WHAT YOU ARE ASKED TO DO:
Please pull out every line of the data below that contains the word "player", and copy each one unchanged.

Saved data entries:
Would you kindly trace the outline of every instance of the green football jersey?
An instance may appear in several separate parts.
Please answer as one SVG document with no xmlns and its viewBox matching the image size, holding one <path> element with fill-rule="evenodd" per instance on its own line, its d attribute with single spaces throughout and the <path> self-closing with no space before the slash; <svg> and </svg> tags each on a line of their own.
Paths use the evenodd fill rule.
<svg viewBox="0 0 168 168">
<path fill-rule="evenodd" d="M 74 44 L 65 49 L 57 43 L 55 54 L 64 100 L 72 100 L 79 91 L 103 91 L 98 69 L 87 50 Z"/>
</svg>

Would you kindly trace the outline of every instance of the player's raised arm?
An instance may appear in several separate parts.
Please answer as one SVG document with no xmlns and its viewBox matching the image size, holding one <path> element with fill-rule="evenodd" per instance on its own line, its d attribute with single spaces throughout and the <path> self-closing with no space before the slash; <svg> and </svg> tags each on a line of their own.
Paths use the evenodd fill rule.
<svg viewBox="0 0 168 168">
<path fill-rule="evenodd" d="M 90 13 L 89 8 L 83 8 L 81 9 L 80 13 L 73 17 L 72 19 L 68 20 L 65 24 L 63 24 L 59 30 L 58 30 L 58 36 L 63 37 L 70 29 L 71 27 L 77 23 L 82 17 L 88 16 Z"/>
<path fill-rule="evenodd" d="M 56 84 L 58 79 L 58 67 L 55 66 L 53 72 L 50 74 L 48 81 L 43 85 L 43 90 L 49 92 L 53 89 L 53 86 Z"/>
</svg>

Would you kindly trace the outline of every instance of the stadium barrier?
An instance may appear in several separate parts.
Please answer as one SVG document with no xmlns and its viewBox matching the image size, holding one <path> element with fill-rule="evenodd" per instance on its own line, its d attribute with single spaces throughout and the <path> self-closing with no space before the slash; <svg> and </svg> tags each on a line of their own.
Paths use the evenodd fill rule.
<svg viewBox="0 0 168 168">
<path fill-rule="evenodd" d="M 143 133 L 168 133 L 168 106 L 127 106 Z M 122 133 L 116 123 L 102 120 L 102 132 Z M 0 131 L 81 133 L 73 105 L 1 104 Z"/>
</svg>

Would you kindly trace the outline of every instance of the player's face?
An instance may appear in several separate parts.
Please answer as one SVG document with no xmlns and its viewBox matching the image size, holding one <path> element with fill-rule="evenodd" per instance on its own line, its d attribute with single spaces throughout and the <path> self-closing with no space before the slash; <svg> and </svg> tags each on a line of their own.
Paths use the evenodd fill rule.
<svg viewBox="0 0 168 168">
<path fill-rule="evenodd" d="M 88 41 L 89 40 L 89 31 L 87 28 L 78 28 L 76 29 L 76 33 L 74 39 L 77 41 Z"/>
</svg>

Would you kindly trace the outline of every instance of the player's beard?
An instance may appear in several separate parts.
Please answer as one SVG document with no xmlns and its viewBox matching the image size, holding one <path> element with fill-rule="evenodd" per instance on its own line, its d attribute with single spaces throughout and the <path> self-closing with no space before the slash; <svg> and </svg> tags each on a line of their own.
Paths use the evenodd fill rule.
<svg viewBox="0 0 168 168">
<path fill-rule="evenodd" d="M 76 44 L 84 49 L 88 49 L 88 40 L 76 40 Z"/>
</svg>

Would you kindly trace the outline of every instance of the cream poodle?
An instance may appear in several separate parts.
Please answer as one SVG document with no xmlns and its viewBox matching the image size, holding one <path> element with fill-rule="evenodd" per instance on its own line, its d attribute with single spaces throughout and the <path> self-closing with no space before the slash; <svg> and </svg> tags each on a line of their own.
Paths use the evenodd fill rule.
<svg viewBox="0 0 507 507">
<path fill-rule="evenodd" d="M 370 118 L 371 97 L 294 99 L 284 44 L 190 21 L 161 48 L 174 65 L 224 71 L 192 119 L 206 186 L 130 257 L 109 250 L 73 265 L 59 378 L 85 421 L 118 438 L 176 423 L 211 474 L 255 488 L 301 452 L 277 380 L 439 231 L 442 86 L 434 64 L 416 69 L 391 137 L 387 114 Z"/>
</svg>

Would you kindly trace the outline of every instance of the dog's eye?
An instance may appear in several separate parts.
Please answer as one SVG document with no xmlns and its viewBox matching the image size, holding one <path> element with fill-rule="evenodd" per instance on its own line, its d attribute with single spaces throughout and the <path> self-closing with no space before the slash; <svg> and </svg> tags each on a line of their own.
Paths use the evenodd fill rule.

TASK SOLUTION:
Would you kindly trace the outline of every instance of the player's raised arm?
Would you kindly trace the outline of every instance of the player's face?
Would you kindly trace the outline of every instance of the player's beard?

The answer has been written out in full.